[EXERCISE A]
Echo the passage from the station inventory text, starting at the words "TMIN = Minimum" and stopping after "the attributes named.", character for character.

[DOCUMENT SECTION]

··········

LATITUDE is the latitude of the station (in decimal degrees).
LONGITUDE is the longitude of the station (in decimal degrees).
ELEMENT is the element type. See section III for a definition of elements.
FIRSTYEAR is the first year of unflagged data for the given element.
LASTYEAR is the last year of unflagged data for the given element.
From this descrption we can tell that inventory list has most of the information we need to find out what station we'll want to look at. We can use the latitude and longitude to find the stations closest to us, and then we can use the first and years years to a station with records covering a long span of time.
The only question this file leaves us with is what the "ELEMENT" field is, for that it suggests we look at section III. In section III (which we'll look at in more detail later) we find the following description of the main elements:
ELEMENT is the element type. There are five core elements as well as a number
of addition elements.
The five core elements are:
PRCP = Precipitation (tenths of mm)
SNOW = Snowfall (mm)
SNWD = Snow depth (mm)
TMAX = Maximum temperature (tenths of degrees C)
TMIN = Minimum temperature (tenths of degrees C)
For our purpose we'll be interested in the TMAX and TMIN elements, which are maximum and minimum temperatures in tenths of degrees Centigrade.
The readme.txt
file tells us what we've got in the inventory file, so we can parse the data into a more usable format. We could just store the parsed inventory data as a list of lists or list of tuples, but it takes only a little more effort to use namedtuple from the collections library to create a custom class with the attributes named.
# parse to named tuples
# use namedtuple to create a custom Inventory class
from collections import namedtuple
Inventory = namedtuple("Inventory", ['station', 'latitude', 'longitude', 'element', 'start', 'end'])
Using the Inventory class we created is very straightforward - we simply need to create each instance from the appropriate values, in this case a parsed row of inventory data.
The parsing will involve two steps. First, we need to pick out slices of a line according to the field sizes specified. As you look at the field descriptions in the readme file, it's also clear that there is an extra space between files, which would need to be considered in coming up with any approach to parsing. In our case, since we're specifying each slice, the extra spaces are ignored. In addition, since the sizes of the station and element fields exactly correspond to the values stored in them we shouldn't need to worry about stripping excess spaces from them.
The second thing that would be nice to do is to convert the latitude and longitude values to floats and the start and end years to ints. We could do this at later stage of data cleaning, and in fact if the data is inconsistent and doesn't have values that will convert correctly in every row, we might want to wait. But in this case the data will let us handle these conversions in the parsing step, so let's do it.
# parse inventory lines and convert some values to floats and ints
inventory = [Inventory(x[0:11], float(x[12:20]), float(x[21:30]), x[31:35], int(x[36:40]), int(x[41:45]))
for x in inventory_txt.split("\n") if x.startswith("US")]
for line in inventory[:5]:
print(line)
Now that the inventory is loaded we can use the latitude and longitude to find the stations closest to our location and then pick the one with the longest run of temperatures base on start and end years. As we look at even the first line of the data, we can see two things to worry about. First, there are various different element types, but we're only concerned with TMIN and TMAX, for min and max temeprature. Second, none of the first inventory entries we see cover more than a few years. If we're going to be looking for a historical perspectinve, we'll want to find a much longer run of temperature data.

··········

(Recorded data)
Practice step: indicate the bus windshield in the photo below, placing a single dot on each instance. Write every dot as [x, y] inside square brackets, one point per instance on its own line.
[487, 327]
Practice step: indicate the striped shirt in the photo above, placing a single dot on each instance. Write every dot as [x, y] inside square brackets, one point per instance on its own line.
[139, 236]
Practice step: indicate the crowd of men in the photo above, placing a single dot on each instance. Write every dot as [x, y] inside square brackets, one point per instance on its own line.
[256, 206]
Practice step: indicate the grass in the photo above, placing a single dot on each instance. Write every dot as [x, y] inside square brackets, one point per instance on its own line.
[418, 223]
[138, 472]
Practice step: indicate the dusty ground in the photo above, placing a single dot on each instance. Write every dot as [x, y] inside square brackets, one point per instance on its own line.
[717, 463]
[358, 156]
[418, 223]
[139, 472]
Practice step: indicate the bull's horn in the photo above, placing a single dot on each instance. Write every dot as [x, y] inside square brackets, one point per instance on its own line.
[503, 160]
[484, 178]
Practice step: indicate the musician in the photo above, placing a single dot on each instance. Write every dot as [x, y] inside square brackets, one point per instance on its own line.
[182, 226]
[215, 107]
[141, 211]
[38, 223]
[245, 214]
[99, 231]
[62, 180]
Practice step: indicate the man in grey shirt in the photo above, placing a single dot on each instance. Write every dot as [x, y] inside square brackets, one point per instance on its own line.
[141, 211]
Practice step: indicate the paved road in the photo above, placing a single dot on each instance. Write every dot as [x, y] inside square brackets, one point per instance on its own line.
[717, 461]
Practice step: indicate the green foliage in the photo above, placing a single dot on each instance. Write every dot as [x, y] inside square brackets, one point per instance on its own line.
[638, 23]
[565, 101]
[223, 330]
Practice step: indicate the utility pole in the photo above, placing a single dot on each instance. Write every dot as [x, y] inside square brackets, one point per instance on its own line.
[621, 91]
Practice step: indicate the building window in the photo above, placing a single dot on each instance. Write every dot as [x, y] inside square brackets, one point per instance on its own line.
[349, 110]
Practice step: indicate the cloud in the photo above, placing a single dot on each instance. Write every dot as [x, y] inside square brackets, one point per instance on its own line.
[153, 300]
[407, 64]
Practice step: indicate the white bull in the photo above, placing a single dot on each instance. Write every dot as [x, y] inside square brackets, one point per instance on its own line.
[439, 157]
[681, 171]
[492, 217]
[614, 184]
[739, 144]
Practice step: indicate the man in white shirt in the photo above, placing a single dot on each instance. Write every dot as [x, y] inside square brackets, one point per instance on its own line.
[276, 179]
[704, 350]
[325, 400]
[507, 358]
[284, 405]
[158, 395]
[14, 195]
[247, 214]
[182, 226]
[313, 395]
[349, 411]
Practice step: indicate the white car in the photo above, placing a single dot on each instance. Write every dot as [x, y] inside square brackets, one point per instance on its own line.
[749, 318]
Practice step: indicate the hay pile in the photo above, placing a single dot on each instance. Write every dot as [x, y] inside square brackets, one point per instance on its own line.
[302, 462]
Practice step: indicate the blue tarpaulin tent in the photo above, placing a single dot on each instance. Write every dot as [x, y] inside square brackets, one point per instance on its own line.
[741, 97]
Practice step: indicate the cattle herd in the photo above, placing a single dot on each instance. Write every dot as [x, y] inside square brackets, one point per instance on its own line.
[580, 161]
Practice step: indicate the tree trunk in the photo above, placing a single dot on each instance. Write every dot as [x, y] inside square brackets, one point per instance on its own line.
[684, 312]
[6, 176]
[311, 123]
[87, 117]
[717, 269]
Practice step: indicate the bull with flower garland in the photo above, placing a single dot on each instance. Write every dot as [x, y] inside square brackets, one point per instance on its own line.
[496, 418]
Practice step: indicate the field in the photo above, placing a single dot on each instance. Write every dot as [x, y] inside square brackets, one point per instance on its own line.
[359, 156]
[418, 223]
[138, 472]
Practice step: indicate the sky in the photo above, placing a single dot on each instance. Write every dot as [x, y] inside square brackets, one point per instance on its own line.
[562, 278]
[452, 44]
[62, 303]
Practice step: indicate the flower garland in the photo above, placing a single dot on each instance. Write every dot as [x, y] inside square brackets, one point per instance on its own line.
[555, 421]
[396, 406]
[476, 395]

··········

[EXERCISE B]
List every line of the records above that contains the string "garland". Case counts.

[WORKED SOLUTION A]
TMIN = Minimum temperature (tenths of degrees C)
For our purpose we'll be interested in the TMAX and TMIN elements, which are maximum and minimum temperatures in tenths of degrees Centigrade.
The readme.txt
file tells us what we've got in the inventory file, so we can parse the data into a more usable format. We could just store the parsed inventory data as a list of lists or list of tuples, but it takes only a little more effort to use namedtuple from the collections library to create a custom class with the attributes named.

[WORKED SOLUTION B]
Practice step: indicate the bull with flower garland in the photo above, placing a single dot on each instance. Write every dot as [x, y] inside square brackets, one point per instance on its own line.
Practice step: indicate the flower garland in the photo above, placing a single dot on each instance. Write every dot as [x, y] inside square brackets, one point per instance on its own line.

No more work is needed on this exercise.